● **HOW TO COMPLETE THIS TASK**
Nothing but the lines from the one containing "Target: golden brown crust" to the end of the data should be returned, each exactly as written.

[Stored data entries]
↓

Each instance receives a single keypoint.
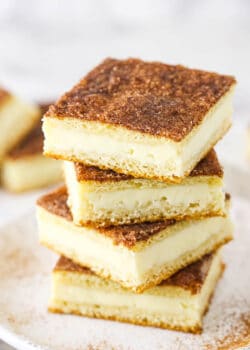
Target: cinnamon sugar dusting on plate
(25, 288)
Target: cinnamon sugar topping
(148, 97)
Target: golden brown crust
(196, 329)
(193, 276)
(190, 278)
(55, 202)
(106, 222)
(32, 143)
(148, 97)
(209, 166)
(155, 279)
(128, 235)
(150, 176)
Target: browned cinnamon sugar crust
(55, 202)
(190, 278)
(197, 329)
(3, 95)
(149, 97)
(127, 235)
(33, 142)
(209, 166)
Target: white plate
(24, 287)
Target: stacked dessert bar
(143, 214)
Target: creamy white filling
(171, 301)
(100, 199)
(106, 144)
(201, 194)
(87, 246)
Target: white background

↑

● **WORKED SOLUTION**
Target: golden brown crust
(196, 329)
(193, 276)
(190, 278)
(55, 202)
(106, 222)
(32, 143)
(148, 97)
(209, 166)
(155, 279)
(128, 235)
(150, 176)
Target: browned cinnamon sugar crust
(55, 202)
(190, 278)
(197, 329)
(3, 95)
(149, 97)
(127, 235)
(33, 142)
(209, 166)
Target: white plate
(24, 287)
Target: stacked dessert bar
(143, 214)
Target: creamy white filling
(171, 301)
(100, 199)
(106, 144)
(201, 194)
(87, 246)
Target: white background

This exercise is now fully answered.